===== Material supplied =====

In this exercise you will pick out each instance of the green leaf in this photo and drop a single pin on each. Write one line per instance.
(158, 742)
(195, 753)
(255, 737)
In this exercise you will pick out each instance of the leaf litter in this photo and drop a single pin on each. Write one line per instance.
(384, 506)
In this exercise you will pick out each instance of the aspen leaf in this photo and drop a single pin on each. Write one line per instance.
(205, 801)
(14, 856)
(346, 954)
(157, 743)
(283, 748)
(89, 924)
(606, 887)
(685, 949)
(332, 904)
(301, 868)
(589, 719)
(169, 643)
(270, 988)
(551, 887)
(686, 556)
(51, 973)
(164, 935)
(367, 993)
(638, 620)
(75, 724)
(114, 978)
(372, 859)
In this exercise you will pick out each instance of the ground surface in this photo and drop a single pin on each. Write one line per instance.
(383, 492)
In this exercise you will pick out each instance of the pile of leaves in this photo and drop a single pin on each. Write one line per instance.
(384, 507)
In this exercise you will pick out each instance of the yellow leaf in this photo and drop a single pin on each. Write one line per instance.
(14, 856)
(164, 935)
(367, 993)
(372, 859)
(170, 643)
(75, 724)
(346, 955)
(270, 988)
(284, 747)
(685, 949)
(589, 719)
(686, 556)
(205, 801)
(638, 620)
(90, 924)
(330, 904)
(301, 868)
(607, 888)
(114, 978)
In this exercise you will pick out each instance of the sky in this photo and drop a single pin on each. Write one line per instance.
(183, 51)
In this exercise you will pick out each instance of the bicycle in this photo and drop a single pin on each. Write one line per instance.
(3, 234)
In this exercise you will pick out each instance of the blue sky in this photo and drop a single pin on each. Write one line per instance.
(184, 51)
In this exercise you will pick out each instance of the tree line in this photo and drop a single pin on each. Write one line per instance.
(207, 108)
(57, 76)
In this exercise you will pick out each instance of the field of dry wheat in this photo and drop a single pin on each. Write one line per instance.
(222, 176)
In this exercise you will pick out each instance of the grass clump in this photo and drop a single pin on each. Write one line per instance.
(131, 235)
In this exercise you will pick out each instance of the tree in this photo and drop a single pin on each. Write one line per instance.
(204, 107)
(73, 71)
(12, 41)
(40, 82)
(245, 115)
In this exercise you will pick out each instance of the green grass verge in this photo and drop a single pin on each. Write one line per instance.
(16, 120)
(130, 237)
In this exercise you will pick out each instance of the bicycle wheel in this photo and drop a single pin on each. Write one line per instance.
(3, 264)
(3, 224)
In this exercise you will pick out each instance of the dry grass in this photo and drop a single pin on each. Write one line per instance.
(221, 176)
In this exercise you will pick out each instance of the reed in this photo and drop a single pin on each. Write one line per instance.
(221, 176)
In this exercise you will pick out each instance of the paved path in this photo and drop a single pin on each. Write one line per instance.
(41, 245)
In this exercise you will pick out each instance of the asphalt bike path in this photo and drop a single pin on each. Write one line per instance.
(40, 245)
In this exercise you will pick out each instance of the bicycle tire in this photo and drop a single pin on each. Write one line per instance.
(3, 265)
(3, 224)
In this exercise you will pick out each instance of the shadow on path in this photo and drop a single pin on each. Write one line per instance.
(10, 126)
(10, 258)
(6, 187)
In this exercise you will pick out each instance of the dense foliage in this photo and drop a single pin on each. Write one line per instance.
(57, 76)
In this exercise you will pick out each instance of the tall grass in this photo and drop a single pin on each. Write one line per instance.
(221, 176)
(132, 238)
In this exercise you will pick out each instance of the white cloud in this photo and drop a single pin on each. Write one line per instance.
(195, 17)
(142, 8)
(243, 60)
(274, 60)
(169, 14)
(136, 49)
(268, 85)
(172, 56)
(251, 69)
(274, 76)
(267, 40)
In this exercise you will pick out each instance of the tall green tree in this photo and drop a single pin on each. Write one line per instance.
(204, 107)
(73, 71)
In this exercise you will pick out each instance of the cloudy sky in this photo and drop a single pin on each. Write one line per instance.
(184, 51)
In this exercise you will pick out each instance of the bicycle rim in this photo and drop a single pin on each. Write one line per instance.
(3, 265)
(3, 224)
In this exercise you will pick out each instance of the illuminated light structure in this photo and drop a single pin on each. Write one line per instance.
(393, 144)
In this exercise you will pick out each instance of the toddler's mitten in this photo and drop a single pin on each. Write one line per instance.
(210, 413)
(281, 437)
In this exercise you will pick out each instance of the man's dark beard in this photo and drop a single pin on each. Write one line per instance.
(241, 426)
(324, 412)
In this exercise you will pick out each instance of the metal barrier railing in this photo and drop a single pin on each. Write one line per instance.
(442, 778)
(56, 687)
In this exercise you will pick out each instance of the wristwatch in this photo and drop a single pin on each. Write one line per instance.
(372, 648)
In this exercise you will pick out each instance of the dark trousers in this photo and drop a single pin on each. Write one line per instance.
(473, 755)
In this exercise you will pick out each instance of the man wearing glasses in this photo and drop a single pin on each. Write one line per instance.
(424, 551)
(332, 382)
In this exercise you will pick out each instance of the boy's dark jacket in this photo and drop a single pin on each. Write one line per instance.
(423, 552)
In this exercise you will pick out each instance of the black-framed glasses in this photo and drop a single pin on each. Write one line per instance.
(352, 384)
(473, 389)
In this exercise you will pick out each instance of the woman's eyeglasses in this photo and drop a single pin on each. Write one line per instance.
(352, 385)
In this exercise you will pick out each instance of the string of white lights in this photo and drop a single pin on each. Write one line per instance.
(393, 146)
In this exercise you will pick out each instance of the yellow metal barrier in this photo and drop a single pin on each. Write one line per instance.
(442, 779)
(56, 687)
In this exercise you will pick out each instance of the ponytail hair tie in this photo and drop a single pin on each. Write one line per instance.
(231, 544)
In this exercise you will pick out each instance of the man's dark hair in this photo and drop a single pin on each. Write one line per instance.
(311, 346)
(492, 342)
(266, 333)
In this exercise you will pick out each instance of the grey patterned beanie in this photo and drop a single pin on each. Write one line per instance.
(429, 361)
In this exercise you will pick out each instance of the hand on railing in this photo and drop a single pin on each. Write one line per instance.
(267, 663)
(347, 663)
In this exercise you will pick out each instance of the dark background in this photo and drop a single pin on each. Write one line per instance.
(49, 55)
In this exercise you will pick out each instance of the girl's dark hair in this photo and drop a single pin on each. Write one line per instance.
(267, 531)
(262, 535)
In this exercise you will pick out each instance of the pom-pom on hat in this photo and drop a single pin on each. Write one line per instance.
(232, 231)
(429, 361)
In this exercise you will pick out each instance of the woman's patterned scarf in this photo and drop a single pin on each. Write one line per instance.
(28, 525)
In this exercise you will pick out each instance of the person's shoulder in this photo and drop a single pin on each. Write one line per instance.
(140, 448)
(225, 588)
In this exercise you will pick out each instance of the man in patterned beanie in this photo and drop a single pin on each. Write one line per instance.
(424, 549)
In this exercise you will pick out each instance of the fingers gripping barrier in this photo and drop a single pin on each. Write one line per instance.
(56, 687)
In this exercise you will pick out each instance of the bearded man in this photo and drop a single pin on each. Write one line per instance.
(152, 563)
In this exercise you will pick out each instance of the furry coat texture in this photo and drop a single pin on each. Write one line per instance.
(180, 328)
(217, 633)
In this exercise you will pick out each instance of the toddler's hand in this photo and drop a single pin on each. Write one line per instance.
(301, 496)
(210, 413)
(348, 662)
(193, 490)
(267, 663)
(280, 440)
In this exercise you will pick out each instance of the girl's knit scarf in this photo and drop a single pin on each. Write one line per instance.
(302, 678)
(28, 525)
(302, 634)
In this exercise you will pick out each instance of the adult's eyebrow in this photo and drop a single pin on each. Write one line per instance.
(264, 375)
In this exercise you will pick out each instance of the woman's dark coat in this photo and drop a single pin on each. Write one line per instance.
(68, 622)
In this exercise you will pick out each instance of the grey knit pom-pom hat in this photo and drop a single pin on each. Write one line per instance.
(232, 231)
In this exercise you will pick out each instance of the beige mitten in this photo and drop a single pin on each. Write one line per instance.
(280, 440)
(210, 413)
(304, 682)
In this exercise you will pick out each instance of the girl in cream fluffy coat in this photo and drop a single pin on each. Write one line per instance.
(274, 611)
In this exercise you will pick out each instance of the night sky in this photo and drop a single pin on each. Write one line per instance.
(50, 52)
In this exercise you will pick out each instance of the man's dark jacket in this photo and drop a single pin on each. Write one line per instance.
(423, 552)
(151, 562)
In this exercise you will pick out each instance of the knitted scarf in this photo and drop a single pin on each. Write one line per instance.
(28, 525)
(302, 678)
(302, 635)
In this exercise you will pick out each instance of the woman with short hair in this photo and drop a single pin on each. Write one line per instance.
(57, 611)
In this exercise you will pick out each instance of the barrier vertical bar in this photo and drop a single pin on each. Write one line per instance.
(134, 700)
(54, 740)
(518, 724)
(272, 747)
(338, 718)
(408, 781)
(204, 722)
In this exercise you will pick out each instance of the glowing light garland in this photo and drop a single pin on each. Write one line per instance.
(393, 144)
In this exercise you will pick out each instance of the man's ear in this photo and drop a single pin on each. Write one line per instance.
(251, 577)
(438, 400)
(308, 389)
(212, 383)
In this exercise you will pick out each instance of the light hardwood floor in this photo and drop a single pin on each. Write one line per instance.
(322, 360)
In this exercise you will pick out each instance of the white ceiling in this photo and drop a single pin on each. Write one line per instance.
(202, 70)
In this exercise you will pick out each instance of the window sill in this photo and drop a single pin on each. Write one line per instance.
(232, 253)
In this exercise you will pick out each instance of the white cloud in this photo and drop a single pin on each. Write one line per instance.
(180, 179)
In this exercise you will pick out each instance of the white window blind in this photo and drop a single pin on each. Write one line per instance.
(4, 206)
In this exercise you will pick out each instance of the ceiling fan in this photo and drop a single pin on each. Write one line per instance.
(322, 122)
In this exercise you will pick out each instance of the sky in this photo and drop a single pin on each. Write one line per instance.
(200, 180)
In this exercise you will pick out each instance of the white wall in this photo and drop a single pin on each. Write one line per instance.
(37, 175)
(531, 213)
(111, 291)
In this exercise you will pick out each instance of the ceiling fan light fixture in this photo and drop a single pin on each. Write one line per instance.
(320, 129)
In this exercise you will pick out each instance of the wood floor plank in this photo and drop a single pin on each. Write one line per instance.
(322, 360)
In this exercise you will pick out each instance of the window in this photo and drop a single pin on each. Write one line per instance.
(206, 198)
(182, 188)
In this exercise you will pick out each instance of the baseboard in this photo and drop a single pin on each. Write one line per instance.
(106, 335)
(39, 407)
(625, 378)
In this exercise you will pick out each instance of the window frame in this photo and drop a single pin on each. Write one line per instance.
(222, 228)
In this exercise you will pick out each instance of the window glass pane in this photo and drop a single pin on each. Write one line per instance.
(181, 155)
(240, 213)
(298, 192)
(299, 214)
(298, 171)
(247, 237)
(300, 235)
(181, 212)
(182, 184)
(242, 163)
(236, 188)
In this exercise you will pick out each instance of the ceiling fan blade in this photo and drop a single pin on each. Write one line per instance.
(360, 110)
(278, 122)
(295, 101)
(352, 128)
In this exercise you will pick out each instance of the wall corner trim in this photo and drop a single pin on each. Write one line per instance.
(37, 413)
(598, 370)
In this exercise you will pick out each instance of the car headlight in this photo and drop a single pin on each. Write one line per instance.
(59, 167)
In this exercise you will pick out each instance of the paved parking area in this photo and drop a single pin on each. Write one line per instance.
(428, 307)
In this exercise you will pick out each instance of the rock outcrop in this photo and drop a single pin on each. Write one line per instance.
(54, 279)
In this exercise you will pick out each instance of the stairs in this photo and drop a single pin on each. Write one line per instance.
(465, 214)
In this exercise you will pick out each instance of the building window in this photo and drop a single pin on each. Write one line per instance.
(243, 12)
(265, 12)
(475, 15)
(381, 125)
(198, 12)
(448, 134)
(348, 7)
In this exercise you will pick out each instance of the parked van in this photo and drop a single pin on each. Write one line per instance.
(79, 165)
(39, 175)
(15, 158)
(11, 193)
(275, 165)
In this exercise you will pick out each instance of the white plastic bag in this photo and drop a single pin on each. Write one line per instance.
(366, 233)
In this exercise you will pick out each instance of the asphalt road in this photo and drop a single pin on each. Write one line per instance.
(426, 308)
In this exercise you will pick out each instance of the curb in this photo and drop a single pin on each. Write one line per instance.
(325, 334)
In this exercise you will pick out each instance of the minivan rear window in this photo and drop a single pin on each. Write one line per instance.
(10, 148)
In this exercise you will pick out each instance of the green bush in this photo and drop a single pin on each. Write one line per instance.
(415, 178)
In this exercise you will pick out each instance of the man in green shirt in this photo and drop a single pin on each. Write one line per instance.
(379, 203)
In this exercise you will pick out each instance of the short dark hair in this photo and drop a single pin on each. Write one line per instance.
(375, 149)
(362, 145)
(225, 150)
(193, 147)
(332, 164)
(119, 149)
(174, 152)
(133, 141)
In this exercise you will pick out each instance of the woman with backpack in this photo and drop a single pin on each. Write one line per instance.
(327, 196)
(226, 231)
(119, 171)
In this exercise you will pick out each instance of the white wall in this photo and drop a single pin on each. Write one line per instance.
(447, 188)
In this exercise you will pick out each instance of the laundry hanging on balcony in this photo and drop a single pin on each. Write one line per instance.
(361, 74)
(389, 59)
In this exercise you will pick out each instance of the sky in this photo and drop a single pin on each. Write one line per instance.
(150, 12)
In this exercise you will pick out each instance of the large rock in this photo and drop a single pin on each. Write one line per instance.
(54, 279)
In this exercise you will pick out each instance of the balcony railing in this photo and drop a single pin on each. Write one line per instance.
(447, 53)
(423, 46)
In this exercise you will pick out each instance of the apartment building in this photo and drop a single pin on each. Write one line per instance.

=====

## [What you will do]
The lines from the one holding "of the balcony" to the last line of the entries, both included: retype them exactly and give nothing else.

## [Expected answer]
In this exercise you will pick out each instance of the balcony railing in this photo and drop a single pin on each. Write one line per instance.
(447, 53)
(423, 46)
In this exercise you will pick out each instance of the apartment building in this photo and drop a single pin on each. Write one line per instance.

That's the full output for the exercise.